*Selection*:

Fred Thompson: No usually. It’s hard to answer that, Ben, yes or no. I mean I never had much problem with that because I always had my own ideas about what I wanted to do. And I would listen to my colleagues. And sometimes I would change my mind, but not often. We always had, on the Republican side four or five people at any given time who might not go along with the majority. The Democrats...

Ben Wattenberg: Including Senator Jeffords who ultimately...

Fred Thompson: Yes. Yes. The Democrats were always I thought much more cohesive and united. They seldom had anybody, with exception of one perhaps, who would get off their reservation on a party line issue.

Ben Wattenberg: Zell Miller.

Fred Thompson: Yeah. There are reasons why people belong to parties. And it’s becoming more and more aligned: liberal, conservative.

Ben Wattenberg: Right.

Fred Thompson: Generalities. But generally accurate generalities. There’s reasons for that. And you don’t vote the way you do usually because your side is telling you to do that. You vote that way because you happen to be a part of that side anyway and that’s the way that you believe.

Ben Wattenberg: Right.

Fred Thompson: Unless you’re running for a leadership position or something like that, you’re only responsible to folks back home, and that’s the people you listen to.

Ben Wattenberg But are people saying to you, gee if you vote for so-and-so, I’ll vote for the dam you want on Twiggle Creek or something?

Fred Thompson: Occasionally. Occasionally.

Ben Wattenberg: But that’s not the normal way of doing things?

Fred Thompson: No. It’s usually not juxtaposed like that. It’s like the rest of life. A lot goes unsaid. You know who the labor unions are supporting and you know who the AMA is supporting and things of that nature. Nobody has to remind you of those things. And you don’t have to be reminded of the fact that if you vote against something that is extremely important to one of your colleagues that he may be in a position, because of his committee position or something, to not go along with you in the future. And you’re aware of all that. Nobody ever threatens anybody.

Ben Wattenberg: Right. I mean some of it you look at it from the outside it’s so bizarre. We spent five years where you couldn’t pick up a news magazine without the cover being America’s falling apart, our bridges are falling down, our roads are falling down, our buildings are falling down, everything is that we need a new infrastructure, we need this, we need that. Then they pass a bill, a big one, Schuster’s bill I guess it was. This huge big transportation-is it transportation bill?

*Available data*:
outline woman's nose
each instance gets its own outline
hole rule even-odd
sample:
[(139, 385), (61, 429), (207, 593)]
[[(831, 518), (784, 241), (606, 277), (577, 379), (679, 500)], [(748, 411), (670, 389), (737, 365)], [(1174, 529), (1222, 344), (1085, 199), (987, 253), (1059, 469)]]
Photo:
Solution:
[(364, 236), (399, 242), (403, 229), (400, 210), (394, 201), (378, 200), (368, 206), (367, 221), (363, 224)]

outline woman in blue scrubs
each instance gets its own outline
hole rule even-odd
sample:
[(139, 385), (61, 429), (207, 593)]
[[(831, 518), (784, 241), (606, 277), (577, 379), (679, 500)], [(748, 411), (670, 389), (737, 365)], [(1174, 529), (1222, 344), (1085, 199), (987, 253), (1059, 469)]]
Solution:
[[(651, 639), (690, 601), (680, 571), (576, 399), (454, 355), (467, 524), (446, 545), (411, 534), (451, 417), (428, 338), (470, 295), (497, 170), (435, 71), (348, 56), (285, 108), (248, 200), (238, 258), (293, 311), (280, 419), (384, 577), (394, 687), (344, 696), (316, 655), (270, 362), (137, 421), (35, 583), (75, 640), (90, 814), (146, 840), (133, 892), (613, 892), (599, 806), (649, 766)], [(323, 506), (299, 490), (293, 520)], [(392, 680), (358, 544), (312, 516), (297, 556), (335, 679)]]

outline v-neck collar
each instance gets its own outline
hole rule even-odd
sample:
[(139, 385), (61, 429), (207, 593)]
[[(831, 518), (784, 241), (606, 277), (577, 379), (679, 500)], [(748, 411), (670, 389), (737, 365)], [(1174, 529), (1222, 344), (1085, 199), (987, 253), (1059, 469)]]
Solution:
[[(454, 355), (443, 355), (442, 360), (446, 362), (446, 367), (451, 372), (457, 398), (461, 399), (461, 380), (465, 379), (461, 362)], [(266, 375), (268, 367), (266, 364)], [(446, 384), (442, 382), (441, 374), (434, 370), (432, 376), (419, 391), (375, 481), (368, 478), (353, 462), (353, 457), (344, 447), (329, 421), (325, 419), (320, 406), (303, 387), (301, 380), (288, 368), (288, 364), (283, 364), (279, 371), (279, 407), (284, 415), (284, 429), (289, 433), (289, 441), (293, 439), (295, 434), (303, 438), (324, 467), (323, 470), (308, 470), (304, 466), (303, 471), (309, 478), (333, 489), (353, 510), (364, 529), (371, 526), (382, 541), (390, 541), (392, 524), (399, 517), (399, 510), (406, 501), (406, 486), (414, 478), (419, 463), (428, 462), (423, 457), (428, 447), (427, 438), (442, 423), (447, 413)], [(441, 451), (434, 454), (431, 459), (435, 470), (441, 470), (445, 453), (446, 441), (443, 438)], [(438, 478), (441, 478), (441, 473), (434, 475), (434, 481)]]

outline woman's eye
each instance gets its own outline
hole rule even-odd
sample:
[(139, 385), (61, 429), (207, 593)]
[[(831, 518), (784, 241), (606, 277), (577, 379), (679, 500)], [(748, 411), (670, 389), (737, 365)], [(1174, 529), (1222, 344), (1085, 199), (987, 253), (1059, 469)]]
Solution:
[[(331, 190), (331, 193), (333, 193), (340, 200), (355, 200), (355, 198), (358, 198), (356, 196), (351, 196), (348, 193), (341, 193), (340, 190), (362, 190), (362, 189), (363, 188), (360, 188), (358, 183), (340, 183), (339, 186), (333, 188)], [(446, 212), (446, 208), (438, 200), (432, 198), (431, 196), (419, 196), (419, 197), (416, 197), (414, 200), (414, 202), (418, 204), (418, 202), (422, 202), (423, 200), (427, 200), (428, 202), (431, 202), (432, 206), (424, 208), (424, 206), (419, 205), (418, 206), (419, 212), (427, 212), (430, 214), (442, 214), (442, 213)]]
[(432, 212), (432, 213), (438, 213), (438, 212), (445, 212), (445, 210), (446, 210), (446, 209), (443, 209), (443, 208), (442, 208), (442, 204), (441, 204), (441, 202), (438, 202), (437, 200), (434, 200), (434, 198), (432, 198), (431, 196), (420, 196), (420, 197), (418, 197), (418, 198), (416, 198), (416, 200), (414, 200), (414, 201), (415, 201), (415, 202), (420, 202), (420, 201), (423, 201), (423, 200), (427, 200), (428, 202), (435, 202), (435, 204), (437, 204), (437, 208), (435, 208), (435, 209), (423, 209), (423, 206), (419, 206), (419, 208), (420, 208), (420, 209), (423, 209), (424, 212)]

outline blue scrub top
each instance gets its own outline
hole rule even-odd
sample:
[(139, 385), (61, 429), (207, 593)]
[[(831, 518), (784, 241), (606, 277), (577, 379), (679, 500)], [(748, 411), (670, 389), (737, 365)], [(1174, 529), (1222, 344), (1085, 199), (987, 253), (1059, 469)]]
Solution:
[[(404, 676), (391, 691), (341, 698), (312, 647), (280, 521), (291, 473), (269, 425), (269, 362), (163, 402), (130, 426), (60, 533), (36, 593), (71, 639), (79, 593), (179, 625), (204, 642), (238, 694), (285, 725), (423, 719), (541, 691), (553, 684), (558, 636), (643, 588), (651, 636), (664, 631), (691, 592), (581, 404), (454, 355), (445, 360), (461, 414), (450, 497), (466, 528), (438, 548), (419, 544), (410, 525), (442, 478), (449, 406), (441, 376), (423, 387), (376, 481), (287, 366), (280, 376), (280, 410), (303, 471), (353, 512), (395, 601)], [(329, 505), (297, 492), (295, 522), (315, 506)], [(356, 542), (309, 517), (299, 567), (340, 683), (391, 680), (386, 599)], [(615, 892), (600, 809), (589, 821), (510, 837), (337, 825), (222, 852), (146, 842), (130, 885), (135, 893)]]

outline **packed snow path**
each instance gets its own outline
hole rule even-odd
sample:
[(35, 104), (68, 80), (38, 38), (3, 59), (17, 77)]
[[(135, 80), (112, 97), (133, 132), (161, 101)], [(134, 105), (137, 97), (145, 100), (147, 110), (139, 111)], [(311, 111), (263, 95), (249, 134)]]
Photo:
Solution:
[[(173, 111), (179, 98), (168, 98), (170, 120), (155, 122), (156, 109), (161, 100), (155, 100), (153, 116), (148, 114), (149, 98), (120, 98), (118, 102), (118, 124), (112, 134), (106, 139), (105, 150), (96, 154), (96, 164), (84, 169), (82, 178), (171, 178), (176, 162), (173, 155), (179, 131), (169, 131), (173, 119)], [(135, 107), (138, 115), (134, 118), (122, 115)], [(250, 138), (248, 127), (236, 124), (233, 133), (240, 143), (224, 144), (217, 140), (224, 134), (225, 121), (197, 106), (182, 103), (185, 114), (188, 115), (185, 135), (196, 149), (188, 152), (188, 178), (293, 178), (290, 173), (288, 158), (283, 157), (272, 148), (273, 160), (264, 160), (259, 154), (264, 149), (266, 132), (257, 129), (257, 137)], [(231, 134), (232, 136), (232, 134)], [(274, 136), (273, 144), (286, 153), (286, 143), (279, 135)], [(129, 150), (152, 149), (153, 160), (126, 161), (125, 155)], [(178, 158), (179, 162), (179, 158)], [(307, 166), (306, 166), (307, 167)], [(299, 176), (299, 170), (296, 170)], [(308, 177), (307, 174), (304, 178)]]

*Tasks to perform*:
• A. From the interview, extract word for word the passage that begins at the words "Ben Wattenberg: Including" and stops after "party line issue.".
• B. Copy the entries word for word, starting at their first line and stopping after the line that contains "221), (363, 224)]".
The interview and the entries have no connection to each other.

*Exercise responses*:
• A.
Ben Wattenberg: Including Senator Jeffords who ultimately...

Fred Thompson: Yes. Yes. The Democrats were always I thought much more cohesive and united. They seldom had anybody, with exception of one perhaps, who would get off their reservation on a party line issue.

• B.
outline woman's nose
each instance gets its own outline
hole rule even-odd
sample:
[(139, 385), (61, 429), (207, 593)]
[[(831, 518), (784, 241), (606, 277), (577, 379), (679, 500)], [(748, 411), (670, 389), (737, 365)], [(1174, 529), (1222, 344), (1085, 199), (987, 253), (1059, 469)]]
Photo:
Solution:
[(364, 236), (399, 242), (403, 229), (400, 210), (394, 201), (378, 200), (368, 206), (367, 221), (363, 224)]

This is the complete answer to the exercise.